• _Source passage_:
______________________________
The Mental Traveller

I TRAVELL’D thro’ a land of men,
A land of men and women too;
And heard and saw such dreadful things
As cold earth-wanderers never knew.

For there the Babe is born in joy 5
That was begotten in dire woe;
Just as we reap in joy the fruit
Which we in bitter tears did sow.

And if the Babe is born a boy
He’s given to a Woman Old, 10
Who nails him down upon a rock,
Catches his shrieks in cups of gold.

She binds iron thorns around his head,
She pierces both his hands and feet,
She cuts his heart out at his side, 15
To make it feel both cold and heat.

Her fingers number every nerve,
Just as a miser counts his gold;
She lives upon his shrieks and cries,
And she grows young as he grows old. 20

Till he becomes a bleeding Youth,
And she becomes a Virgin bright;
Then he rends up his manacles,
And binds her down for his delight.

He plants himself in all her nerves, 25
Just as a husbandman his mould;
And she becomes his dwelling-place
And garden fruitful seventyfold.

And agèd Shadow, soon he fades,
Wandering round an earthly cot, 30
Full fillèd all with gems and gold
Which he by industry had got.

And these 1 are the gems of the human soul,
The rubies and pearls of a love-sick eye,
The countless gold of the aching heart, 35
The martyr’s groan and the lover’s sigh.

They are his meat, they are his drink;
He feeds the beggar and the poor
And the wayfaring traveller:
For ever open is his door. 40

His grief is their eternal joy;
They make the roofs and walls to ring;
Till from the fire on the hearth
A little Female Babe does spring.

And she is all of solid fire 45
And gems and gold, that none his hand
Dares stretch to touch her baby form,
Or wrap her in his swaddling-band.

But she comes to the man she loves,
If young or old, or rich or poor; 50
They soon drive out the Agèd Host,
A beggar at another’s door.

He wanders weeping far away,
Until some other take him in;
Oft blind and age-bent, sore distrest, 55
Until he can a Maiden win.

And to allay his freezing age,
The poor man takes her in his arms;
The cottage fades before his sight,
The garden and its lovely charms. 60

The guests are scatter’d thro’ the land,
For the eye altering alters all;
The senses roll themselves in fear,
And the flat earth becomes a ball;

The stars, sun, moon, all shrink away, 65
A desert vast without a bound,
And nothing left to eat or drink,
And a dark desert all around.

The honey of her infant lips,
The bread and wine of her sweet smile, 70
The wild game of her roving eye,
Does him to infancy beguile;

For as he eats and drinks he grows
Younger and younger every day;
And on the desert wild they both 75
Wander in terror and dismay.

Like the wild stag she flees away,
Her fear plants many a thicket wild;
While he pursues her night and day,
By various arts of love beguil’d; 80

By various arts of love and hate,
Till the wide desert planted o’er
With labyrinths of wayward love,
Where roam the lion, wolf, and boar.

Till he becomes a wayward Babe, 85
And she a weeping Woman Old.
Then many a lover wanders here;
The sun and stars are nearer roll’d;

The trees bring forth sweet ecstasy
To all who in the desert roam; 90
Till many a city there is built,
And many a pleasant shepherd’s home.
______________________________
• _Data lines_:

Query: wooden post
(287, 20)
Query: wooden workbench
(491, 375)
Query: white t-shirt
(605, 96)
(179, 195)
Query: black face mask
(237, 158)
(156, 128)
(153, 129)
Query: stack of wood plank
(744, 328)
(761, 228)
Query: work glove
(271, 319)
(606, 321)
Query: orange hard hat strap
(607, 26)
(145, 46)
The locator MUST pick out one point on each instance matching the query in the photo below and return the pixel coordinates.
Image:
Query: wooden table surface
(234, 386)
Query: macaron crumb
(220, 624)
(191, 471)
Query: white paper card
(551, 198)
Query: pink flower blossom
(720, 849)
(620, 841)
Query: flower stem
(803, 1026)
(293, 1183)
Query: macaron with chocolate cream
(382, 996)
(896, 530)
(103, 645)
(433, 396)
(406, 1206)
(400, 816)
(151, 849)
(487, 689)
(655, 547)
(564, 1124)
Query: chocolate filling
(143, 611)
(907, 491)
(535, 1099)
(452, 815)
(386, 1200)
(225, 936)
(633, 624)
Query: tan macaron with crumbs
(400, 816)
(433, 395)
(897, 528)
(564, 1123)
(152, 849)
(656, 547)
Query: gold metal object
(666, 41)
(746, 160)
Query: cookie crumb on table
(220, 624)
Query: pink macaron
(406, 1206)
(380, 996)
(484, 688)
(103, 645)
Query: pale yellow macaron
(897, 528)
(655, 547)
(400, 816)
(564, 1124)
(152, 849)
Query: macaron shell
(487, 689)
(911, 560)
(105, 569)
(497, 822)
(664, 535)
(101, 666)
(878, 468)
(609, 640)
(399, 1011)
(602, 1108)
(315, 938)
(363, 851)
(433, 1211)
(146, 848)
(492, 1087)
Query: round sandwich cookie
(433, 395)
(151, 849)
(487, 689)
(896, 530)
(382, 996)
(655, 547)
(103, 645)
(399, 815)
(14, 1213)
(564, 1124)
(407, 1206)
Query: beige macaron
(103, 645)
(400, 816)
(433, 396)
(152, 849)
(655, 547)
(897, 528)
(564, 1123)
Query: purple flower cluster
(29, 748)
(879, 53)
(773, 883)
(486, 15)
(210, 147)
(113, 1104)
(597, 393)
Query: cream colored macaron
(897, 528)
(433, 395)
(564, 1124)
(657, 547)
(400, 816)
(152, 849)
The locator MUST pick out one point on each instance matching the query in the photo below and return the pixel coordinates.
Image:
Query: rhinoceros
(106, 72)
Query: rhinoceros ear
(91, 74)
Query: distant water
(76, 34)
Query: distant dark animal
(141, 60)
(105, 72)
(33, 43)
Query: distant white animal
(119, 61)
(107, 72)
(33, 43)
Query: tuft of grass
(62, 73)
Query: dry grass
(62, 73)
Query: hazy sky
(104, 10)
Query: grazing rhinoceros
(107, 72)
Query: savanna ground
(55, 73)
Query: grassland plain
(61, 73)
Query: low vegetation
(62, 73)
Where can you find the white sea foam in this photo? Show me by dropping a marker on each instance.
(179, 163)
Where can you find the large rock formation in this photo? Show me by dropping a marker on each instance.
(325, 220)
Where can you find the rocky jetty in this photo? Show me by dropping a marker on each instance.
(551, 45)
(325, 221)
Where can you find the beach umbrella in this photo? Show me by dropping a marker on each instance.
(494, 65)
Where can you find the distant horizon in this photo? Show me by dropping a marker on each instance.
______________________________
• _Directions_: In the poem "The Mental Traveller," what does the Woman Old catch the boy's shrieks in?

• _Reply_: She catches them in cups of gold.